>> start Source material
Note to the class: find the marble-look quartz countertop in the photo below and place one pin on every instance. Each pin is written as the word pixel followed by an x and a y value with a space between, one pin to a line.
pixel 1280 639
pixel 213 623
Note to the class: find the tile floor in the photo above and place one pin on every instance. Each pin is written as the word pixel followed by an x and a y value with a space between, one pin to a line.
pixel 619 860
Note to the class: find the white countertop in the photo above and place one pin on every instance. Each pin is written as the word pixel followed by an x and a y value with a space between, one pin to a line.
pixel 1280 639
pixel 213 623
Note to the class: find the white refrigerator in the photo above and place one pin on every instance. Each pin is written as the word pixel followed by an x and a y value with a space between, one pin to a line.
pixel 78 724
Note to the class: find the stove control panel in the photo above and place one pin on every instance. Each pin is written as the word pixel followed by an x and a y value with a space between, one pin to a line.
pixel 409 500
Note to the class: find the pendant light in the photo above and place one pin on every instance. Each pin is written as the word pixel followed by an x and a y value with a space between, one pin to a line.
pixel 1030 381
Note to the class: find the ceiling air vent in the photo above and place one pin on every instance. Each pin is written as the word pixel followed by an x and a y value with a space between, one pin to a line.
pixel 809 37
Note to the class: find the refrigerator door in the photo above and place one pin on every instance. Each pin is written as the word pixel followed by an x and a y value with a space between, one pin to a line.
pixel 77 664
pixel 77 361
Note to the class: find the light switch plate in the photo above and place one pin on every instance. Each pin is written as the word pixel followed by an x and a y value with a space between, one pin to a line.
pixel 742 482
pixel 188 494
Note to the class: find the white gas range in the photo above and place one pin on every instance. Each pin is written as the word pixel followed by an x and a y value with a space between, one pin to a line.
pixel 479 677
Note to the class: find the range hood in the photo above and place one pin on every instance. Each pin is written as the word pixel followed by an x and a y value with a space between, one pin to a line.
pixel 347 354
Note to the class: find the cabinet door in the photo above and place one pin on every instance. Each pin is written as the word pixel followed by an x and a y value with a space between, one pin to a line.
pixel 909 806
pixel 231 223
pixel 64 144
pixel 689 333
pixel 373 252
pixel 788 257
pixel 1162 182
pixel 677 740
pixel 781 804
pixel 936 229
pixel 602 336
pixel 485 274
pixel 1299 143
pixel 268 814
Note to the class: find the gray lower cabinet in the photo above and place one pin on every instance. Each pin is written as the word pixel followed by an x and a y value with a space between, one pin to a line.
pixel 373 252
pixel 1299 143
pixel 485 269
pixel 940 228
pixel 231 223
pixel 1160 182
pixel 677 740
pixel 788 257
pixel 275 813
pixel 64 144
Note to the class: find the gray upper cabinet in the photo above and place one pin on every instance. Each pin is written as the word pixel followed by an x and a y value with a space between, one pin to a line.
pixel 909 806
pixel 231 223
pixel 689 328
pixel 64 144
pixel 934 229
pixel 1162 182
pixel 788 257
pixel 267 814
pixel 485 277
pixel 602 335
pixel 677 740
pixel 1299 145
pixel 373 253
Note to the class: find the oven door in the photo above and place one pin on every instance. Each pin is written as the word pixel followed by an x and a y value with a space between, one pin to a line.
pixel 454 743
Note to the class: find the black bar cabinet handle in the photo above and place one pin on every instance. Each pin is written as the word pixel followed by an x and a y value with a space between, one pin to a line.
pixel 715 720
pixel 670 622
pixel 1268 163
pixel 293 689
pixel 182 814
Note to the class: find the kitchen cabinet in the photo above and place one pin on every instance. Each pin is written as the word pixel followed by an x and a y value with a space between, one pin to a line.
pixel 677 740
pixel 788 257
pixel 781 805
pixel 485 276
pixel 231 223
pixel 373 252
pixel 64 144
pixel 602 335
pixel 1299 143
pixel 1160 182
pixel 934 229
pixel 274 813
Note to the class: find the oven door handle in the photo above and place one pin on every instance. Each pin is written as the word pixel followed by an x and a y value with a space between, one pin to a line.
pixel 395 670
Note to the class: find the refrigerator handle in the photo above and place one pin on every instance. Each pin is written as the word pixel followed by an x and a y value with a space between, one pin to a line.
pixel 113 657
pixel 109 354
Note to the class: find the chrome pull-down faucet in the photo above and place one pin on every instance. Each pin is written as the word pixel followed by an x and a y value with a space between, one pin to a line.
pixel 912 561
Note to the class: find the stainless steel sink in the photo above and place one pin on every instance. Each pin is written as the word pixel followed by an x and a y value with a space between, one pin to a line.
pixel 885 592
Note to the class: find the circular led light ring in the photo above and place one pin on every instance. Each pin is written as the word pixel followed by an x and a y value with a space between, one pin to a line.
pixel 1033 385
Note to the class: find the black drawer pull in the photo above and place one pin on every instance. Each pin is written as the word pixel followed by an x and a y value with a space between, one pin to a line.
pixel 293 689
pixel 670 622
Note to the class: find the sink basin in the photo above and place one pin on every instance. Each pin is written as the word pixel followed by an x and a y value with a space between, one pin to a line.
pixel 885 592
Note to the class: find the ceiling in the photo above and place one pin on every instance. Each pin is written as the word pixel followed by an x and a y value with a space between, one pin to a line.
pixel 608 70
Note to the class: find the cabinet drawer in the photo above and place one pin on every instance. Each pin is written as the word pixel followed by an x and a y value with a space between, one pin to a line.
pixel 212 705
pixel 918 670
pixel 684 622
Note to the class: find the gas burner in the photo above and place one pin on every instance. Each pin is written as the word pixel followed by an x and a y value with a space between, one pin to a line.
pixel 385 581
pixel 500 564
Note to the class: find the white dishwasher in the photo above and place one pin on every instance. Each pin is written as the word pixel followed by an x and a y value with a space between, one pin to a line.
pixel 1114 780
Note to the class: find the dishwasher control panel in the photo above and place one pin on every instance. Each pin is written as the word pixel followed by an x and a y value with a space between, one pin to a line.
>> end Source material
* [Problem requirements]: Please format all of the material above as a Markdown table with two columns, Row and Line, giving each line its row number and skipping blank lines.

* [Finished exercise]:
| Row | Line |
|---|---|
| 1 | Note to the class: find the marble-look quartz countertop in the photo below and place one pin on every instance. Each pin is written as the word pixel followed by an x and a y value with a space between, one pin to a line. |
| 2 | pixel 1280 639 |
| 3 | pixel 213 623 |
| 4 | Note to the class: find the tile floor in the photo above and place one pin on every instance. Each pin is written as the word pixel followed by an x and a y value with a space between, one pin to a line. |
| 5 | pixel 619 860 |
| 6 | Note to the class: find the white countertop in the photo above and place one pin on every instance. Each pin is written as the word pixel followed by an x and a y value with a space between, one pin to a line. |
| 7 | pixel 1280 639 |
| 8 | pixel 213 623 |
| 9 | Note to the class: find the white refrigerator in the photo above and place one pin on every instance. Each pin is written as the word pixel followed by an x and a y value with a space between, one pin to a line. |
| 10 | pixel 78 724 |
| 11 | Note to the class: find the stove control panel in the photo above and place one pin on every instance. Each pin is written as the word pixel followed by an x and a y value with a space between, one pin to a line. |
| 12 | pixel 409 500 |
| 13 | Note to the class: find the pendant light in the photo above and place one pin on every instance. Each pin is written as the word pixel followed by an x and a y value with a space between, one pin to a line. |
| 14 | pixel 1030 381 |
| 15 | Note to the class: find the ceiling air vent in the photo above and place one pin on every instance. Each pin is written as the word pixel followed by an x and a y value with a space between, one pin to a line. |
| 16 | pixel 809 37 |
| 17 | Note to the class: find the refrigerator door in the photo above and place one pin on every instance. Each pin is written as the word pixel followed by an x and a y value with a space between, one pin to a line. |
| 18 | pixel 77 664 |
| 19 | pixel 77 361 |
| 20 | Note to the class: find the light switch plate in the photo above and place one pin on every instance. Each pin is written as the word pixel followed by an x and a y value with a space between, one pin to a line. |
| 21 | pixel 742 482 |
| 22 | pixel 188 494 |
| 23 | Note to the class: find the white gas range in the photo above and place one pin on every instance. Each pin is written as the word pixel followed by an x and a y value with a space between, one pin to a line. |
| 24 | pixel 479 677 |
| 25 | Note to the class: find the range hood in the photo above and place one pin on every instance. Each pin is written as the word pixel followed by an x and a y value with a space between, one pin to a line. |
| 26 | pixel 347 354 |
| 27 | Note to the class: find the cabinet door in the photo above and place one pin on every instance. Each pin is written as the word pixel followed by an x and a y value with a space between, one pin to a line. |
| 28 | pixel 909 806 |
| 29 | pixel 231 223 |
| 30 | pixel 64 144 |
| 31 | pixel 689 333 |
| 32 | pixel 373 252 |
| 33 | pixel 788 257 |
| 34 | pixel 1162 182 |
| 35 | pixel 677 740 |
| 36 | pixel 781 804 |
| 37 | pixel 936 229 |
| 38 | pixel 602 336 |
| 39 | pixel 485 274 |
| 40 | pixel 1299 143 |
| 41 | pixel 268 814 |
| 42 | Note to the class: find the gray lower cabinet in the photo above and place one pin on every instance. Each pin is written as the word pixel followed by an x and a y value with a space between, one pin to a line. |
| 43 | pixel 373 252 |
| 44 | pixel 1299 143 |
| 45 | pixel 485 269 |
| 46 | pixel 940 228 |
| 47 | pixel 231 223 |
| 48 | pixel 1160 182 |
| 49 | pixel 677 740 |
| 50 | pixel 788 257 |
| 51 | pixel 275 813 |
| 52 | pixel 64 144 |
| 53 | Note to the class: find the gray upper cabinet in the photo above and place one pin on every instance. Each pin is written as the word pixel followed by an x and a y value with a space between, one pin to a line. |
| 54 | pixel 909 806 |
| 55 | pixel 231 223 |
| 56 | pixel 689 328 |
| 57 | pixel 64 144 |
| 58 | pixel 934 229 |
| 59 | pixel 1162 182 |
| 60 | pixel 788 257 |
| 61 | pixel 267 814 |
| 62 | pixel 485 277 |
| 63 | pixel 602 335 |
| 64 | pixel 677 740 |
| 65 | pixel 1299 145 |
| 66 | pixel 373 253 |
| 67 | Note to the class: find the oven door in the photo above and place one pin on every instance. Each pin is written as the word pixel followed by an x and a y value with a space between, one pin to a line. |
| 68 | pixel 454 743 |
| 69 | Note to the class: find the black bar cabinet handle in the photo above and place one pin on every instance. Each pin is written as the word pixel followed by an x and a y value with a space between, one pin to a line. |
| 70 | pixel 715 720 |
| 71 | pixel 670 622 |
| 72 | pixel 1268 163 |
| 73 | pixel 293 689 |
| 74 | pixel 182 814 |
| 75 | Note to the class: find the kitchen cabinet in the photo above and place one pin on every instance. Each pin is written as the word pixel followed by an x and a y value with a space between, one pin to a line. |
| 76 | pixel 677 740 |
| 77 | pixel 788 257 |
| 78 | pixel 781 805 |
| 79 | pixel 485 276 |
| 80 | pixel 231 223 |
| 81 | pixel 373 252 |
| 82 | pixel 64 144 |
| 83 | pixel 602 335 |
| 84 | pixel 1299 143 |
| 85 | pixel 1160 182 |
| 86 | pixel 934 229 |
| 87 | pixel 274 813 |
| 88 | Note to the class: find the oven door handle in the photo above and place one pin on every instance. Each pin is written as the word pixel followed by an x and a y value with a space between, one pin to a line. |
| 89 | pixel 395 670 |
| 90 | Note to the class: find the refrigerator handle in the photo above and place one pin on every instance. Each pin is written as the word pixel followed by an x and a y value with a space between, one pin to a line. |
| 91 | pixel 113 657 |
| 92 | pixel 109 354 |
| 93 | Note to the class: find the chrome pull-down faucet in the photo above and place one pin on every instance. Each pin is written as the word pixel followed by an x and a y value with a space between, one pin to a line. |
| 94 | pixel 912 561 |
| 95 | Note to the class: find the stainless steel sink in the photo above and place one pin on every instance. Each pin is written as the word pixel followed by an x and a y value with a space between, one pin to a line. |
| 96 | pixel 885 592 |
| 97 | Note to the class: find the circular led light ring in the photo above and place one pin on every instance. Each pin is written as the word pixel followed by an x and a y value with a space between, one pin to a line. |
| 98 | pixel 1033 385 |
| 99 | Note to the class: find the black drawer pull in the photo above and place one pin on every instance. Each pin is written as the word pixel followed by an x and a y value with a space between, one pin to a line. |
| 100 | pixel 293 689 |
| 101 | pixel 670 622 |
| 102 | Note to the class: find the sink basin in the photo above and place one pin on every instance. Each pin is written as the word pixel followed by an x and a y value with a space between, one pin to a line. |
| 103 | pixel 885 592 |
| 104 | Note to the class: find the ceiling in the photo above and place one pin on every instance. Each pin is written as the word pixel followed by an x and a y value with a space between, one pin to a line. |
| 105 | pixel 608 70 |
| 106 | Note to the class: find the cabinet drawer in the photo above and place one pin on every instance. Each pin is written as the word pixel followed by an x and a y value with a space between, one pin to a line. |
| 107 | pixel 212 705 |
| 108 | pixel 918 670 |
| 109 | pixel 684 622 |
| 110 | Note to the class: find the gas burner in the photo above and place one pin on every instance. Each pin is written as the word pixel followed by an x and a y value with a space between, one pin to a line. |
| 111 | pixel 385 581 |
| 112 | pixel 500 564 |
| 113 | Note to the class: find the white dishwasher in the photo above and place one pin on every instance. Each pin is written as the word pixel followed by an x and a y value with a space between, one pin to a line. |
| 114 | pixel 1114 780 |
| 115 | Note to the class: find the dishwasher control panel in the photo above and place one pin on every instance. Each pin is written as the word pixel followed by an x and a y value with a space between, one pin to a line. |